- What is needed: Extract each line of the listing below, reproducing it verbatim.

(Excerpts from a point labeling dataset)

━━━━━━━━━━━━━━━━━━━━━━━━━━━━━━

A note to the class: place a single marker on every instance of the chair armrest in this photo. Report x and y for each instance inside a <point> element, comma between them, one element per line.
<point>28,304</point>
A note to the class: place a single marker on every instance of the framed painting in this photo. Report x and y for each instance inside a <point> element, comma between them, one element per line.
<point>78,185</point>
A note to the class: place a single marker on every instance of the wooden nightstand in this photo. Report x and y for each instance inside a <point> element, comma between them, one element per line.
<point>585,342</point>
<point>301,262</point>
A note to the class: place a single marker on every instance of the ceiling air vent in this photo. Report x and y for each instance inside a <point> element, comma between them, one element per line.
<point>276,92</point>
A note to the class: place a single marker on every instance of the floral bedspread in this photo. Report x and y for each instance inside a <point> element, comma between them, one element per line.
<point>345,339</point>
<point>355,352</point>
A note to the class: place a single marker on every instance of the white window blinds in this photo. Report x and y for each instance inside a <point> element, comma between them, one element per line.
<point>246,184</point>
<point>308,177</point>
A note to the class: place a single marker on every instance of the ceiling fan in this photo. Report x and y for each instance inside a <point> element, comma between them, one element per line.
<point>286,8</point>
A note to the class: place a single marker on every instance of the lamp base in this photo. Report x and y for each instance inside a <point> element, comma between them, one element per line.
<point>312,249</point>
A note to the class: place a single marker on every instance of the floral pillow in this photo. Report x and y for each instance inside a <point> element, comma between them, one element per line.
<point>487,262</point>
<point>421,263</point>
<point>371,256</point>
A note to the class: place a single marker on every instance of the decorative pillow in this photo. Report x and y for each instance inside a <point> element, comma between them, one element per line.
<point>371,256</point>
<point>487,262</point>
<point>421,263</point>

━━━━━━━━━━━━━━━━━━━━━━━━━━━━━━

- In response:
A note to the class: place a single marker on every instance of the chair armrest in this photo. Report x and y for each instance inside a <point> element, comma between them, one element per line.
<point>28,304</point>
A note to the class: place a single marker on every instance of the framed painting in this photo. Report x and y for each instance inside a <point> element, comma between them, one element per line.
<point>78,185</point>
A note to the class: place a single marker on every instance of the wooden nightstand in this photo. Report x and y for each instance inside a <point> element, comma between them, one element per line.
<point>585,342</point>
<point>301,262</point>
A note to the class: place a single marker on every instance of the ceiling air vent in this photo. Report x and y for each instance inside a <point> element, comma between them, one element per line.
<point>276,92</point>
A note to the class: place a single marker on every instance of the floral bedspread in this photo. Report x and y for each instance inside a <point> element, comma between them, one element per line.
<point>345,339</point>
<point>355,352</point>
A note to the class: place a single marker on every instance of the white window blinds in this photo. Report x and y for each instance inside a <point> element, comma between them, one element per line.
<point>246,184</point>
<point>308,177</point>
A note to the class: place a single marker on every instance of the ceiling fan in this photo. Report x and y for each instance inside a <point> element, comma between them, one element per line.
<point>286,8</point>
A note to the class: place a single marker on every instance of the lamp base in this photo. Report x and y for each instance inside a <point> element, comma between them, one element per line.
<point>312,249</point>
A note to the class: place a single marker on every instance of the floral pillow in this photo. Report x and y for each instance inside a <point> element, comma between them, one element per line.
<point>487,262</point>
<point>421,263</point>
<point>371,256</point>
A note to the class: place a single marker on every instance of the decorative pillow in this photo. Report x and y for each instance inside a <point> element, comma between them, one element per line.
<point>371,256</point>
<point>487,262</point>
<point>421,263</point>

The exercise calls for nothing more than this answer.